- **PROBLEM A**
How many lines in the entries below contain the word "distant"? Reply with the number alone.

──────── SOURCE EXCERPT

Posted on 04/30/2018 10:06:18 AM PDT by SeekAndFind

Mounting problems may end high-speed-rail projects in California and Texas. A decade ago, high-speed rail was the new, new thing. In 2008, California voters narrowly approved initial bonds for a train that was supposed to go 220 miles an hour and deliver passengers from San Francisco to Los Angeles in two hours and 40 minutes. The next year, the Obama administration’s stimulus bill allocated money for it and several other high-speed lines. But soon the push for trains slowed to a crawl, and now it appears to be on life support.

In 2011, the new GOP governors of Florida, Ohio, and Wisconsin turned down federal money for trains. Wisconsin’s Scott Walker told me: “Washington may help pay for building it, but we’d be stuck paying the operating costs of a boondoggle.”

But California’s transportation planners, who never encountered a boondoggle they couldn’t embrace, pressed on despite mounting costs and construction delays. In 2015, desperate to beat a deadline that would have meant the end of federal funding, they began construction on a 119-mile segment of track in the state’s sparsely settled Central Valley. Fewer than 3 percent of the train’s potential riders live along that portion of the route, but backers believed that if they built the Central Valley segment, the sunken costs would convince state legislators to find money for the remaining segments.

That is increasingly unlikely. In January, the California High Speed Rail Authority released its new business plan. Assemblyman Jim Patterson, a train critic who represents Fresno, promptly labeled it a “going-out-of-business plan.”

According to the Authority’s own numbers, the train’s costs have soared to a likely $77 billion — more than double the original cost estimate of $32 billion. If anything goes wrong, the tab for the project could hit $98 billion, or 50 times the current annual appropriation for the nationwide Amtrak system. As for delays, the Authority conceded that rail service on the portion of the route from Bakersfield to San Jose probably won’t begin until 2029, a full nine years after the entire system was supposed to be complete.

────────────────
──────── PROVIDED DATA

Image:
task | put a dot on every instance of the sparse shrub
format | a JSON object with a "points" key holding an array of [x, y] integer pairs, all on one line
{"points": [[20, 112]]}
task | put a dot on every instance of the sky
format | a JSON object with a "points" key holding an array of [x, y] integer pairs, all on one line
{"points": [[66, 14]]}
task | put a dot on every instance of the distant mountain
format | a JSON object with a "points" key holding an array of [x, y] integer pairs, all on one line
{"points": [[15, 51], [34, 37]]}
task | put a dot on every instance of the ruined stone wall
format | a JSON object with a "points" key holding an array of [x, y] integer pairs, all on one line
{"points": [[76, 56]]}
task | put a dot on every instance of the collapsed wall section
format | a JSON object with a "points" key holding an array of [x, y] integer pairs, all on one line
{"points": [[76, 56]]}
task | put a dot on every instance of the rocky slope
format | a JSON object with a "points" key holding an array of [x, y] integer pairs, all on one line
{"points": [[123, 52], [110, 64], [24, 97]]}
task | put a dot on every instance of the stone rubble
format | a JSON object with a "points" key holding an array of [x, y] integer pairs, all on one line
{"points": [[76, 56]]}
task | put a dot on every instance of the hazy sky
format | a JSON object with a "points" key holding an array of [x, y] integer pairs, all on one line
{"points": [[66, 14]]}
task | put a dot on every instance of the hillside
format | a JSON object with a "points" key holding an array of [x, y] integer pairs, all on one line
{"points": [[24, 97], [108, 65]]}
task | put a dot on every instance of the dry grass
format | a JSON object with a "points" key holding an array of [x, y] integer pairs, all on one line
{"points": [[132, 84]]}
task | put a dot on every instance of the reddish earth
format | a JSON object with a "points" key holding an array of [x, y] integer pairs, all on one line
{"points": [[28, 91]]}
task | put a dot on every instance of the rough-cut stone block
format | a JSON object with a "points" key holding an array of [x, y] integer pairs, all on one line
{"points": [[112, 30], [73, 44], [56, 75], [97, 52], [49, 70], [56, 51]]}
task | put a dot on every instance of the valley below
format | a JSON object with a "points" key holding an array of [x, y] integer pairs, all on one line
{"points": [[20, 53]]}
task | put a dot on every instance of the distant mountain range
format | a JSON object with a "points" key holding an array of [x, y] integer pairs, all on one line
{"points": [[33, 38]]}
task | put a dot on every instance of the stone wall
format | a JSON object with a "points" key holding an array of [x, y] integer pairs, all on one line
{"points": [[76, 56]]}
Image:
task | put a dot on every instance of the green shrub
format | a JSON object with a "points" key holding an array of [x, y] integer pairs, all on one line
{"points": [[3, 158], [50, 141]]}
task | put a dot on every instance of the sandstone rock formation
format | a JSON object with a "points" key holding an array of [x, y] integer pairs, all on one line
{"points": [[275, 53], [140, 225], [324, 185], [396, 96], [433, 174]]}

────────────────
──────── PROVIDED DATA

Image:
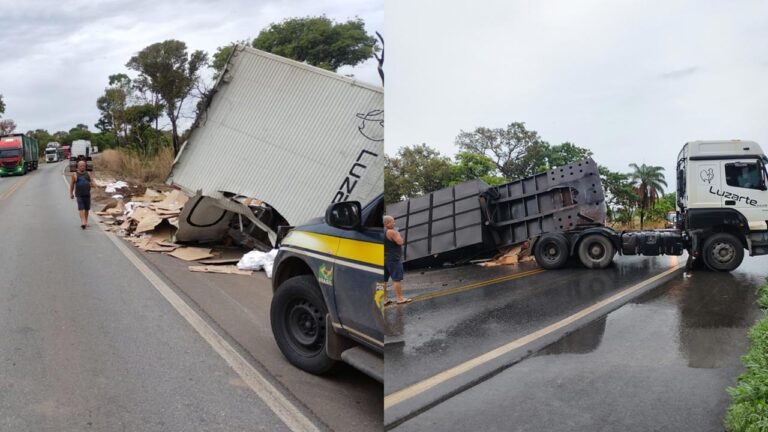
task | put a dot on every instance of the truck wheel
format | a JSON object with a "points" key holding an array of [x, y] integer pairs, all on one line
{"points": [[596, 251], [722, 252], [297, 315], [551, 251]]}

────────────────

- **PROBLEM B**
Which U.S. states are named in the high-speed rail article above?

- **TASK RESPONSE A**
2

- **TASK RESPONSE B**
California, Texas, Florida, Ohio, Wisconsin